Exercise prompt: Pick out every line in the records below that contains the word "concrete", and copy each of those lines in full.

-=-=-=-=-

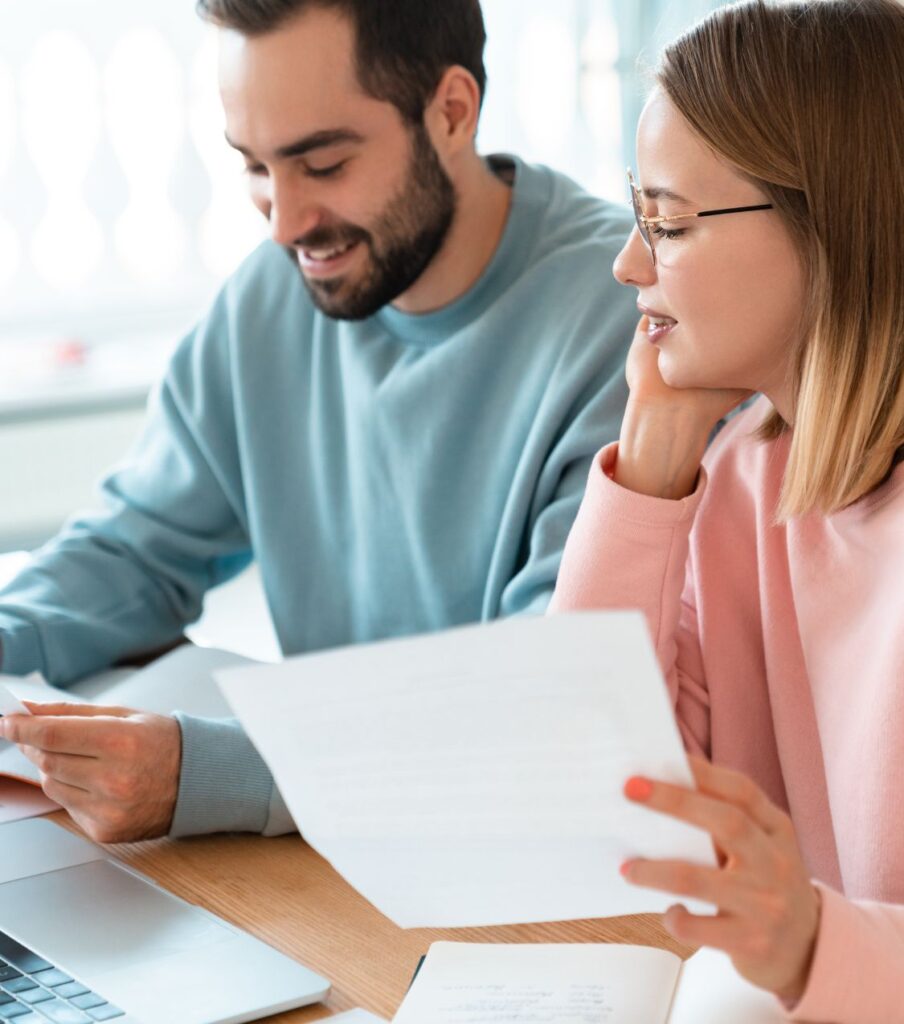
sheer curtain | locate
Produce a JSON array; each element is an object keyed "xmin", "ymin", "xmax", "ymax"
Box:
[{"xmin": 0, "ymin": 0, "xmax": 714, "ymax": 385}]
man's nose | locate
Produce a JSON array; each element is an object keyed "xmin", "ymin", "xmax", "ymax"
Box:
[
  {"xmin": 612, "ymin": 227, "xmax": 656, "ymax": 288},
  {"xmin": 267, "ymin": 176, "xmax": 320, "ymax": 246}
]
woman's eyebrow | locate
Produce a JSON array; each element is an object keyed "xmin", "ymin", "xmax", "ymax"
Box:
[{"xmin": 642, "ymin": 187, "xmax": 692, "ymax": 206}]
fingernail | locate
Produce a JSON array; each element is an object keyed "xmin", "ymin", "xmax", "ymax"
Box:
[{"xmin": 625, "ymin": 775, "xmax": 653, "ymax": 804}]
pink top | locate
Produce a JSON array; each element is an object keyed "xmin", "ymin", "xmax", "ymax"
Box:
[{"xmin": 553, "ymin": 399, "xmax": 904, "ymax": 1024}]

-=-=-=-=-

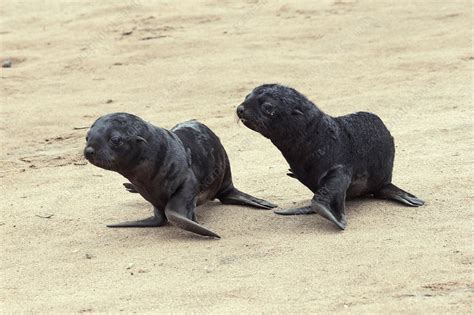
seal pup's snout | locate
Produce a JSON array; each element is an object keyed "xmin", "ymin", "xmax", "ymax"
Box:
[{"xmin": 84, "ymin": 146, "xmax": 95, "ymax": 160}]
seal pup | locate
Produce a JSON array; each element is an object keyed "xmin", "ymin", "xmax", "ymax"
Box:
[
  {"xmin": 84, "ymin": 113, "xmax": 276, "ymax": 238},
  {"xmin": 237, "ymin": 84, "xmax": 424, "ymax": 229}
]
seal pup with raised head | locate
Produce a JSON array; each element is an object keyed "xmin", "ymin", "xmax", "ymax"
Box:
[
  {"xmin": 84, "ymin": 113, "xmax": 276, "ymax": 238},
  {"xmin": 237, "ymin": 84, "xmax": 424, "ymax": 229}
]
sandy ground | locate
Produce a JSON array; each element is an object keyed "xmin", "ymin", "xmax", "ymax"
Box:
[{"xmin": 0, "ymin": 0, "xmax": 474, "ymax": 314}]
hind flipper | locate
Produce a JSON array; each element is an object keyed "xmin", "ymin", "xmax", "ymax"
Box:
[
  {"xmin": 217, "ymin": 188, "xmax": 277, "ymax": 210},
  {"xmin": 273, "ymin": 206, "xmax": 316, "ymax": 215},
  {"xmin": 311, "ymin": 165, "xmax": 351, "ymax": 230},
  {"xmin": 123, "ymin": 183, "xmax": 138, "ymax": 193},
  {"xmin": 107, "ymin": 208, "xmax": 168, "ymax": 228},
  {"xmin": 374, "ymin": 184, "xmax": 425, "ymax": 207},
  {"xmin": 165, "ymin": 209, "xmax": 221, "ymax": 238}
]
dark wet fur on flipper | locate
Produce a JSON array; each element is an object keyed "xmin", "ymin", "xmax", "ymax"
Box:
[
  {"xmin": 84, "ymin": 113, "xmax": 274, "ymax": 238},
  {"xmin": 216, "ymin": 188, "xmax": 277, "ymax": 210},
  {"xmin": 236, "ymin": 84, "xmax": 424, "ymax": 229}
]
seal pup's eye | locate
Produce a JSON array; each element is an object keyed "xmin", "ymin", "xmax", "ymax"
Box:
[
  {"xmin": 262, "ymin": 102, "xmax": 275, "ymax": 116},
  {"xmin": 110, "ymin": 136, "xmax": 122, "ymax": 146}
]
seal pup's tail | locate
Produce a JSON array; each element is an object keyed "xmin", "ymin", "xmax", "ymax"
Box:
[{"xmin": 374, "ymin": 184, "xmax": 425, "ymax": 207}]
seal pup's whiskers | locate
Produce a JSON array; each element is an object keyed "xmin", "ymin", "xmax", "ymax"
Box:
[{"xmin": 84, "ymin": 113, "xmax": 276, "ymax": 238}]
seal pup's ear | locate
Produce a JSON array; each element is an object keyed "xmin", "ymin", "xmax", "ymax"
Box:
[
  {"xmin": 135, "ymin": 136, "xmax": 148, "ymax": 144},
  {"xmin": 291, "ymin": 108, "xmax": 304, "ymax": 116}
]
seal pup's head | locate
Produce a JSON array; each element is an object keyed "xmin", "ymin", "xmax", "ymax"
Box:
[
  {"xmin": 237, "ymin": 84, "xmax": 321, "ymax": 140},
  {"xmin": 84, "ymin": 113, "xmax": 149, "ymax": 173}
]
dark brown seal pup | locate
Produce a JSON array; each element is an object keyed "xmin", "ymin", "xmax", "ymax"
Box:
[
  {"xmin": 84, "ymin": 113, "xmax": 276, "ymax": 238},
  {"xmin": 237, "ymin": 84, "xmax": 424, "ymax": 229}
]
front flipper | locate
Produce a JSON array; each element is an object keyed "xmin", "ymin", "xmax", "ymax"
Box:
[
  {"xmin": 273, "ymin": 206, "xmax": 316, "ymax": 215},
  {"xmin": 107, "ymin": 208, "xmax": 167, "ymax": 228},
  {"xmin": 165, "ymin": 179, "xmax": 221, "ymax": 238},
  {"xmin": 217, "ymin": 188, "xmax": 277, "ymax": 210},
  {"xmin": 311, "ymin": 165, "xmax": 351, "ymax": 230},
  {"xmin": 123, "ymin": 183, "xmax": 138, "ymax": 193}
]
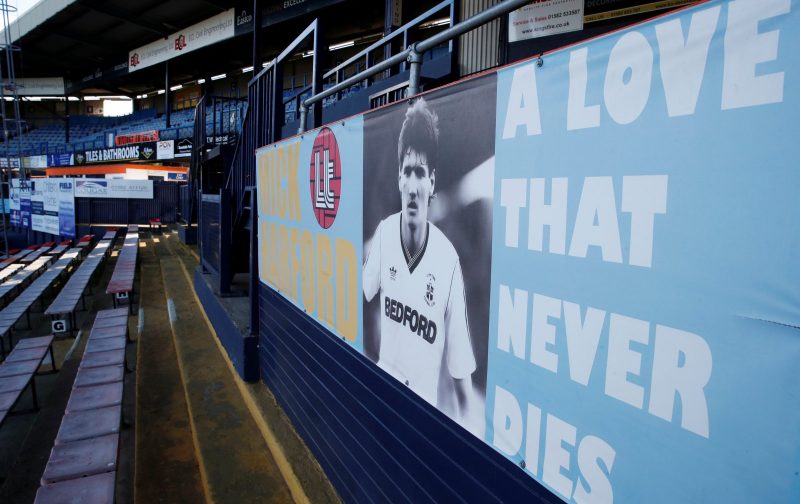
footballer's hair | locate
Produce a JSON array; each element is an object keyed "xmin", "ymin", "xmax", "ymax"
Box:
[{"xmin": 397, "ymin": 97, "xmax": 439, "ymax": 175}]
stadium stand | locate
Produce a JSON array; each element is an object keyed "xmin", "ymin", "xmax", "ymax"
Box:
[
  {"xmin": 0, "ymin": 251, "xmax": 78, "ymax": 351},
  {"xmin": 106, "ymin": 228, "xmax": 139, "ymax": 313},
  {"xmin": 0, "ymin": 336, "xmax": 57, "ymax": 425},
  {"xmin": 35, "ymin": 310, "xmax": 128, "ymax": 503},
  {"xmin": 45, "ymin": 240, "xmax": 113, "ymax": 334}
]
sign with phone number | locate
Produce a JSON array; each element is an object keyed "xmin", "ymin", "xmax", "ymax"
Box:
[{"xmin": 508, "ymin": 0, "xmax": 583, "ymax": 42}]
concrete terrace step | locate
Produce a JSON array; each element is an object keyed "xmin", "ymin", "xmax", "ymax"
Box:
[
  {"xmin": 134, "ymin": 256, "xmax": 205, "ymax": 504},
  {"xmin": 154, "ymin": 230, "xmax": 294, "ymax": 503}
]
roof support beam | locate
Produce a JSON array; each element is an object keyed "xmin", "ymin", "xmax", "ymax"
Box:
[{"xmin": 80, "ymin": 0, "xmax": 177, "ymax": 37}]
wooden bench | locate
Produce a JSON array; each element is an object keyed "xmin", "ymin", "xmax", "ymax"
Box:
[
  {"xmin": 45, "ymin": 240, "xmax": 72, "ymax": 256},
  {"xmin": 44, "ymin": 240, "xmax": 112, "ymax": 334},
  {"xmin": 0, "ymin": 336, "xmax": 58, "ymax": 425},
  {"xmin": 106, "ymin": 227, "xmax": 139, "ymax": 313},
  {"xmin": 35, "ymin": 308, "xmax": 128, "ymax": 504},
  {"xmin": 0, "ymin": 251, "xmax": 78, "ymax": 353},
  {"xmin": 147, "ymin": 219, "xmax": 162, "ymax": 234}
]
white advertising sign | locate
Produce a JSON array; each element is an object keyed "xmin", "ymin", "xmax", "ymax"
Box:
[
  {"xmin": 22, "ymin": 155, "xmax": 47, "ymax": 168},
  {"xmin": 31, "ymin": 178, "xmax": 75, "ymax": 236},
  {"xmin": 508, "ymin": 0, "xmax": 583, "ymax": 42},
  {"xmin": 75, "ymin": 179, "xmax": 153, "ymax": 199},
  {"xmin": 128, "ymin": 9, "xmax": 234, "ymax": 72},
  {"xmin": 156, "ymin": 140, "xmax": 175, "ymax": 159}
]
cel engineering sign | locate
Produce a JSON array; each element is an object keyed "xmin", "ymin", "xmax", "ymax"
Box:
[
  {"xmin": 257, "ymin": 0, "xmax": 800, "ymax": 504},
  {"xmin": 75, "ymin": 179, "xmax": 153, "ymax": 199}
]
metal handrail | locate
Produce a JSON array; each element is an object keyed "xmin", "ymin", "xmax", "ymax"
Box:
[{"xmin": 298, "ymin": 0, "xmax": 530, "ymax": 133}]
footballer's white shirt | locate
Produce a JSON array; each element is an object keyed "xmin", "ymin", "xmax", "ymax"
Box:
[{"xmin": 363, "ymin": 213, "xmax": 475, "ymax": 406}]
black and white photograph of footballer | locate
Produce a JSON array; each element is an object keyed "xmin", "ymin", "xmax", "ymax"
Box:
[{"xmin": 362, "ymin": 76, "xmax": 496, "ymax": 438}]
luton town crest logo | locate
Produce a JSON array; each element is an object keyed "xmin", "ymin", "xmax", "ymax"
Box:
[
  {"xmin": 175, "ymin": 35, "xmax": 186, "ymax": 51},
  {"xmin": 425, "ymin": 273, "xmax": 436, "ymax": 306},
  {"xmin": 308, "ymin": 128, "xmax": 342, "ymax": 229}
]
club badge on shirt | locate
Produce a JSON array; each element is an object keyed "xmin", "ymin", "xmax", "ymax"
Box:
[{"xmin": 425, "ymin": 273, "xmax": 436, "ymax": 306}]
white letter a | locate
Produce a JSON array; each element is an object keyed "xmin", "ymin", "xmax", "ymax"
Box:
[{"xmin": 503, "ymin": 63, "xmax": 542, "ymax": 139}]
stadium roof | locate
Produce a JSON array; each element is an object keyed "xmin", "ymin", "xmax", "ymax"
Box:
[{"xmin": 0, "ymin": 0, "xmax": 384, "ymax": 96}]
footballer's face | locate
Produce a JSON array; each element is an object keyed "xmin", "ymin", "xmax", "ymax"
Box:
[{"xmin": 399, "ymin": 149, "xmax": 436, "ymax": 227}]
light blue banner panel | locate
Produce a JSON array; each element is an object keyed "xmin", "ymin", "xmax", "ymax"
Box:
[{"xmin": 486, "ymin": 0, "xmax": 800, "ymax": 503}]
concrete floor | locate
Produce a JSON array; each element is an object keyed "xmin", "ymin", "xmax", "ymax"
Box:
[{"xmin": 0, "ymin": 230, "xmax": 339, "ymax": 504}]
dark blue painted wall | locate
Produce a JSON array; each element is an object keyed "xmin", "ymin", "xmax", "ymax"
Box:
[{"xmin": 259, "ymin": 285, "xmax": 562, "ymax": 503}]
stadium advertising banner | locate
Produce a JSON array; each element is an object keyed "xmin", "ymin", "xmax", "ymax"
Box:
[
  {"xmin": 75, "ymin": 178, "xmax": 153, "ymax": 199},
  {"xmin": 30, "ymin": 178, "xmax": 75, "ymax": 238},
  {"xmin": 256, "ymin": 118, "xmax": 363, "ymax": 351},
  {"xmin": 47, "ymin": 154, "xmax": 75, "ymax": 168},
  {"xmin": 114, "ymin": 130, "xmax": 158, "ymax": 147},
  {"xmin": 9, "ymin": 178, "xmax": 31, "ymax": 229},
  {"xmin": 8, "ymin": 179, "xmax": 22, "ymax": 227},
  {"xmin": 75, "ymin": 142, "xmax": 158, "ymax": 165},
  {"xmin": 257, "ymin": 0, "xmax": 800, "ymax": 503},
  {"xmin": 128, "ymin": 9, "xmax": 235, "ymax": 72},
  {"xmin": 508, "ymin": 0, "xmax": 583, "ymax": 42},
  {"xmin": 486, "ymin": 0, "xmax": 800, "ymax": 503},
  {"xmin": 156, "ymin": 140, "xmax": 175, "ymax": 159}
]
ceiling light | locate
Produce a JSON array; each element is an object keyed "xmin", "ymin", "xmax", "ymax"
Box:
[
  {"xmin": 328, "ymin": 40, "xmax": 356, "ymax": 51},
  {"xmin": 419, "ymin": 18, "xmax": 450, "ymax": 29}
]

-=-=-=-=-

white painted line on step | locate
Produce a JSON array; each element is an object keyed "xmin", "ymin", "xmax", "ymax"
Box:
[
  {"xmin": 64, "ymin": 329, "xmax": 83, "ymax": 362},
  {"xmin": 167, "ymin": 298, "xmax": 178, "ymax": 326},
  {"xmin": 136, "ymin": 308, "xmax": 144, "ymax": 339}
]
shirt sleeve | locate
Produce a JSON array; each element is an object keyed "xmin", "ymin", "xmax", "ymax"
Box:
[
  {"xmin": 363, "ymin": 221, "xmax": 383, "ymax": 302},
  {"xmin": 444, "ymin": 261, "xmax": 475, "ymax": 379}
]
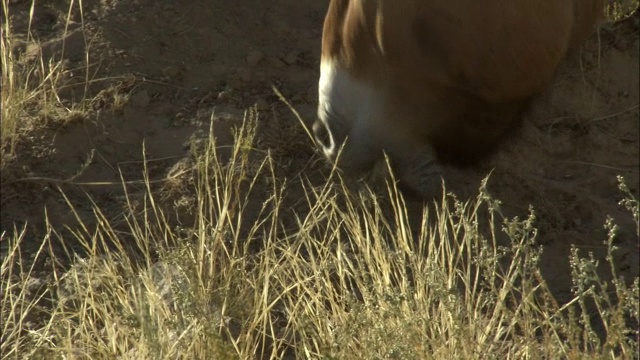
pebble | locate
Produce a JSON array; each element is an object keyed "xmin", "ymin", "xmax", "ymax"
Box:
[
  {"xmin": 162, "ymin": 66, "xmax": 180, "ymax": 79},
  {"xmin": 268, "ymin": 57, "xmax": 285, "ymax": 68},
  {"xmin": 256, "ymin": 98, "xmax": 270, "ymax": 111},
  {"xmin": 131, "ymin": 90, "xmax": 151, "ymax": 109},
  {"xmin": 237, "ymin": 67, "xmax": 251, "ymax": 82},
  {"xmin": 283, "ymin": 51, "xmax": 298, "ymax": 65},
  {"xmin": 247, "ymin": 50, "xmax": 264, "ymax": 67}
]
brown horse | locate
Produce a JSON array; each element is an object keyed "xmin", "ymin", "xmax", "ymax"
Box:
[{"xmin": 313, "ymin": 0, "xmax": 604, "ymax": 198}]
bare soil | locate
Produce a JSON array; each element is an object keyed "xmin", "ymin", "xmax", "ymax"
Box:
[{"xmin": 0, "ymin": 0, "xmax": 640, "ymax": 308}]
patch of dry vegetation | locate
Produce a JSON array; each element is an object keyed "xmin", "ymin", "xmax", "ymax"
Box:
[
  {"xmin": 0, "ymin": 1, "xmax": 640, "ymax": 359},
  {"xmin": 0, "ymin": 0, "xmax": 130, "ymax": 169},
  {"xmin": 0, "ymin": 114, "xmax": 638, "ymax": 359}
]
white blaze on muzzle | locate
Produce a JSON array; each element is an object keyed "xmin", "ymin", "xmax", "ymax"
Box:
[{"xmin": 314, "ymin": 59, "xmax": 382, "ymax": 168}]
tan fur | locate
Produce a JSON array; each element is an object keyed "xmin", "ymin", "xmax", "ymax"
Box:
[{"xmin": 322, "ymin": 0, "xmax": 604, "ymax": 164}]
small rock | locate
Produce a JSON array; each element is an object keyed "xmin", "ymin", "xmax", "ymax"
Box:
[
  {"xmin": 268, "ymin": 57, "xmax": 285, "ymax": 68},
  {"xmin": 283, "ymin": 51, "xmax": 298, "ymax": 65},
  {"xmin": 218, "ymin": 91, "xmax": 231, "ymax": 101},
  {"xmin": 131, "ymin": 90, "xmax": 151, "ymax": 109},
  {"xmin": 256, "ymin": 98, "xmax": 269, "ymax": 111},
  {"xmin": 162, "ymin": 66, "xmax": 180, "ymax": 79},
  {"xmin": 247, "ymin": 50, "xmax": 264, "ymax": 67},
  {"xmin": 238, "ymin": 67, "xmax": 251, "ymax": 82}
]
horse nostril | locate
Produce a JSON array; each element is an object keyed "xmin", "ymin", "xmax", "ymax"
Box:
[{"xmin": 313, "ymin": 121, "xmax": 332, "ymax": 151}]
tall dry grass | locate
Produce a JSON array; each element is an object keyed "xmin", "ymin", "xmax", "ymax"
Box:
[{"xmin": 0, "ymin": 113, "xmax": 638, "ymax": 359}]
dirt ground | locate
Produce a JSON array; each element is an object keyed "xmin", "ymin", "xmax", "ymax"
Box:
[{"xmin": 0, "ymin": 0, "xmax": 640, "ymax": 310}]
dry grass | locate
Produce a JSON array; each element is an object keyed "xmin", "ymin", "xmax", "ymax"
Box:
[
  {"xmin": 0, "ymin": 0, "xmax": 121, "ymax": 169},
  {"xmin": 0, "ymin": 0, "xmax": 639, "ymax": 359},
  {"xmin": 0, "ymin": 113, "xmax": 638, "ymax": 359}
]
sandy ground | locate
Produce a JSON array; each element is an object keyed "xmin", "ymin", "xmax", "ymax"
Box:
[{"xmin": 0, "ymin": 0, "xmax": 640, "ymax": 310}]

-=-=-=-=-

Exercise solution:
concrete terrace step | locate
concrete floor | locate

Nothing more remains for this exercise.